Collected data:

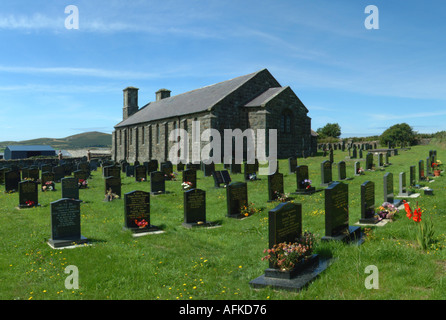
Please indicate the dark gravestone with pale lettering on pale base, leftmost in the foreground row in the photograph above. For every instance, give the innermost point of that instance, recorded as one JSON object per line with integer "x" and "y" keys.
{"x": 66, "y": 223}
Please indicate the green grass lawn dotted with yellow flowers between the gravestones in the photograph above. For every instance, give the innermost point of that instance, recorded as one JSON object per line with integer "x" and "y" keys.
{"x": 219, "y": 263}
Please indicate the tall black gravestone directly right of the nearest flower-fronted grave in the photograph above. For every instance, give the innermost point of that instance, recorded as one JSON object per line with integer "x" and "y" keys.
{"x": 337, "y": 215}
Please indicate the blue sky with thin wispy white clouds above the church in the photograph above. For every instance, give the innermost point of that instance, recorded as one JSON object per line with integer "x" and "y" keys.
{"x": 56, "y": 81}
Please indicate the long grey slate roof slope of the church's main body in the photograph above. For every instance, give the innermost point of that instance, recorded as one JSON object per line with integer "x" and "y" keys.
{"x": 187, "y": 103}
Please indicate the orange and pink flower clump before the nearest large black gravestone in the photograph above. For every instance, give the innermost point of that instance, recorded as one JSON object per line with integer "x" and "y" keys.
{"x": 284, "y": 256}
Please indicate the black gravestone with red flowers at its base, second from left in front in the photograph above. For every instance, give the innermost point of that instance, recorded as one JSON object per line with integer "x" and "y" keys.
{"x": 137, "y": 212}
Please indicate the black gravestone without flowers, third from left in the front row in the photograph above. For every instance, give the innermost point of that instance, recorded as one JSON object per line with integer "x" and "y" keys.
{"x": 195, "y": 208}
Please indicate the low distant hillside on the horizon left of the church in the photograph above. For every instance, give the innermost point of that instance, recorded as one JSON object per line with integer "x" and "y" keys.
{"x": 82, "y": 140}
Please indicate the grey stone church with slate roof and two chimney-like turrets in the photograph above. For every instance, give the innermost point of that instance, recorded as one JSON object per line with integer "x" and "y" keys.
{"x": 255, "y": 101}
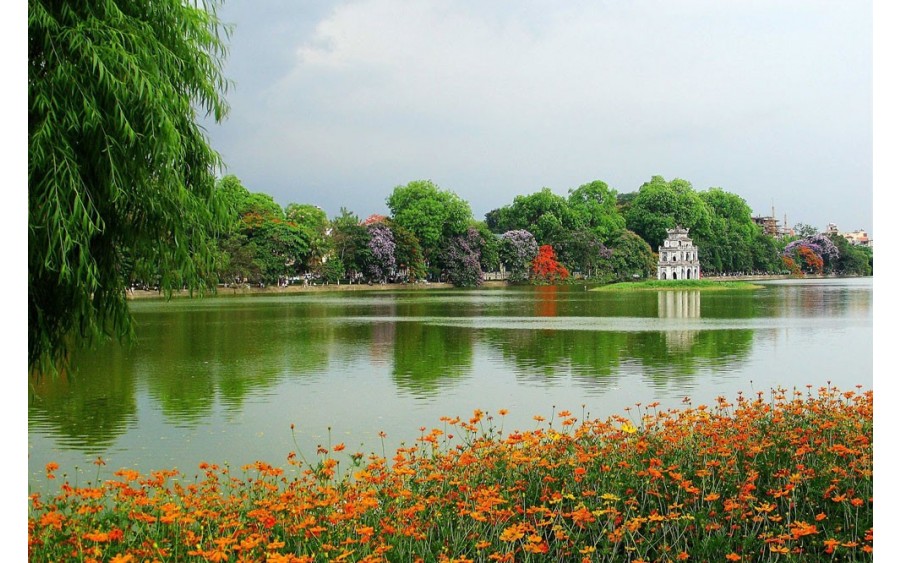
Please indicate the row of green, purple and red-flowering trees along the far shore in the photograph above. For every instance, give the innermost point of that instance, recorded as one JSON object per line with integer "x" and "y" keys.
{"x": 593, "y": 233}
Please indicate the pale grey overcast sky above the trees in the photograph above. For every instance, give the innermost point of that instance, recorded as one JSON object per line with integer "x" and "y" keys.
{"x": 336, "y": 103}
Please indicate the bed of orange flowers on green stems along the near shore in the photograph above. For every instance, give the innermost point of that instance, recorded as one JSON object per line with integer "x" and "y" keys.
{"x": 780, "y": 474}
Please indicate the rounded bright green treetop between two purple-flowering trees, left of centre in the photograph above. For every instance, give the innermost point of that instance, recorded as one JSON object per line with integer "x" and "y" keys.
{"x": 431, "y": 213}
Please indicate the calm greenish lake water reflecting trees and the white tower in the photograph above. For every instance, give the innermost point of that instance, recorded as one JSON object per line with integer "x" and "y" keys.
{"x": 222, "y": 380}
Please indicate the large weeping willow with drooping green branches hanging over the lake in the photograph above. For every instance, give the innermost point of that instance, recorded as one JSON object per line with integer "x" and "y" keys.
{"x": 120, "y": 173}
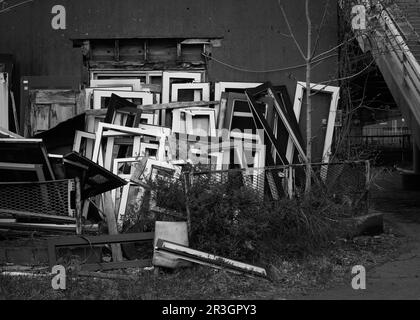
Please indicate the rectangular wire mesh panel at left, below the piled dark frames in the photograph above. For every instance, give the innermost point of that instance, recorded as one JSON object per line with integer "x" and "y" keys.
{"x": 53, "y": 198}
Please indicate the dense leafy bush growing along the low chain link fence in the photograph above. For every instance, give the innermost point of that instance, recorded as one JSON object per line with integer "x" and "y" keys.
{"x": 230, "y": 219}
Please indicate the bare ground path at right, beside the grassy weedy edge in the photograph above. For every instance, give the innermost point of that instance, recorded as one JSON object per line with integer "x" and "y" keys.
{"x": 399, "y": 278}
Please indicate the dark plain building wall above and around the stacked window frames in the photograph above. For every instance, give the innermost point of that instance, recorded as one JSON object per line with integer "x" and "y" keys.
{"x": 253, "y": 34}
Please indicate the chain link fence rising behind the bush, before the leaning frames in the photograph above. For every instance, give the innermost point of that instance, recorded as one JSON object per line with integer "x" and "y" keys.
{"x": 346, "y": 183}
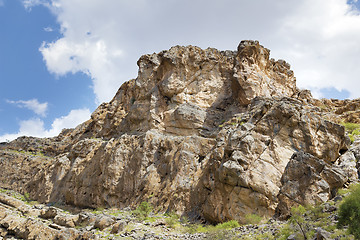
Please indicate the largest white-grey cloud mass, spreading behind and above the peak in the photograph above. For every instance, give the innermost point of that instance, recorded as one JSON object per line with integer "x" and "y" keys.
{"x": 104, "y": 39}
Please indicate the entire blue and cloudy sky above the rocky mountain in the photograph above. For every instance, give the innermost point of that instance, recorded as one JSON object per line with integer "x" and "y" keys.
{"x": 60, "y": 58}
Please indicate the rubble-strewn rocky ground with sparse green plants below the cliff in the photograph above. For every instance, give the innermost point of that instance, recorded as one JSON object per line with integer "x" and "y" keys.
{"x": 21, "y": 218}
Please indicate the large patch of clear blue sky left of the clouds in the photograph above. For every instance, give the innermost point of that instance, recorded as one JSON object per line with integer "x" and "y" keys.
{"x": 23, "y": 73}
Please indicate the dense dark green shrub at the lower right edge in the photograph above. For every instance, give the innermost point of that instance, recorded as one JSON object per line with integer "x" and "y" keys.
{"x": 349, "y": 212}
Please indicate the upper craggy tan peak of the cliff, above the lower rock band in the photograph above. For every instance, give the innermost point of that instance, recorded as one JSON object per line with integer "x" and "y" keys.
{"x": 188, "y": 90}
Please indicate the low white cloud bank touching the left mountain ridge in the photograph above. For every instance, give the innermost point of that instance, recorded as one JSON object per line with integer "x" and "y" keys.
{"x": 35, "y": 127}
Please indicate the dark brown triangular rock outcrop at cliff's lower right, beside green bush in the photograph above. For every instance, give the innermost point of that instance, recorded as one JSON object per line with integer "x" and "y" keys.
{"x": 308, "y": 180}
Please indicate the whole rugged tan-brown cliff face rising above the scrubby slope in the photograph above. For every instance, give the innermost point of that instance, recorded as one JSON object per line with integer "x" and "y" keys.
{"x": 208, "y": 133}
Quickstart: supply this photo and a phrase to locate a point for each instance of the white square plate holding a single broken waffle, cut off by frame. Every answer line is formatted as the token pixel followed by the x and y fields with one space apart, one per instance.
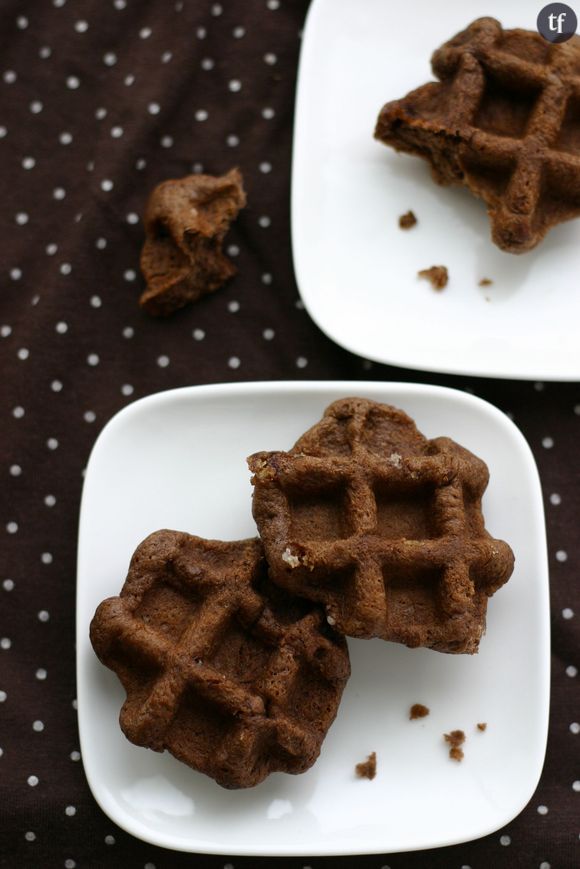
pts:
pixel 356 270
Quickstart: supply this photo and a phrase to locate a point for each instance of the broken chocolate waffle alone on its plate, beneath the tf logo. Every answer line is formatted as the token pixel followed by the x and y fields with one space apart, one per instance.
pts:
pixel 504 121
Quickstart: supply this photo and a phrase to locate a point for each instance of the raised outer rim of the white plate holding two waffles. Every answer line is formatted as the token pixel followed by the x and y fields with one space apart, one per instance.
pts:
pixel 322 849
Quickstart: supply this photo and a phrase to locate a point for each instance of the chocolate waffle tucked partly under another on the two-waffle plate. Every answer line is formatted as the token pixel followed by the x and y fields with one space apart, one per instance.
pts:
pixel 222 670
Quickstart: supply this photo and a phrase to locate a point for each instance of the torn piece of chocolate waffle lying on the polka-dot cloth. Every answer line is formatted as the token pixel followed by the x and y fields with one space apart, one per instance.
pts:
pixel 185 224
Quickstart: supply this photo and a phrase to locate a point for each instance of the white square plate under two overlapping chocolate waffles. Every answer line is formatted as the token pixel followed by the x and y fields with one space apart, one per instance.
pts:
pixel 177 460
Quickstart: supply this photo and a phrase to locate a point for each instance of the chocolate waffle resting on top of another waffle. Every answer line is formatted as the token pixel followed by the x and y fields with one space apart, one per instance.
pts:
pixel 381 526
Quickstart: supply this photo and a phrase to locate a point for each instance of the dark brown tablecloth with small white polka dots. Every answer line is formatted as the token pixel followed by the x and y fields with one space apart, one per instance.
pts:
pixel 102 99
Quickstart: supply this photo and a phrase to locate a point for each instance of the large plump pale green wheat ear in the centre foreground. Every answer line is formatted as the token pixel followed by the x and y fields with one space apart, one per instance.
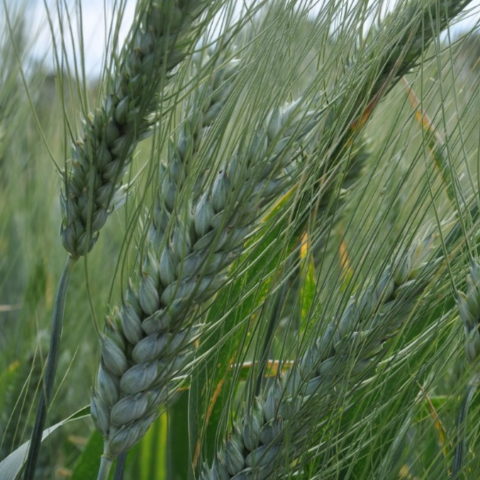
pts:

§ Task directions: Scan the data for the word "broken" and copy every line where it shows up.

§ Completed task:
Quickstart: supply this photo and a phrase to locate a point for each instance of the white square plate holding a single broken waffle, cut off by frame. Every answer line is formatted as the token pixel followed by the x and y fields with one space apart, one per instance.
Quickstart: supply this photo and a phrase to locate a point for each instance of the broken chocolate waffle alone on its plate, beneath the tf logo. Every answer line is formatted as the token pixel followed by the x and y fields with one space apart, one per instance.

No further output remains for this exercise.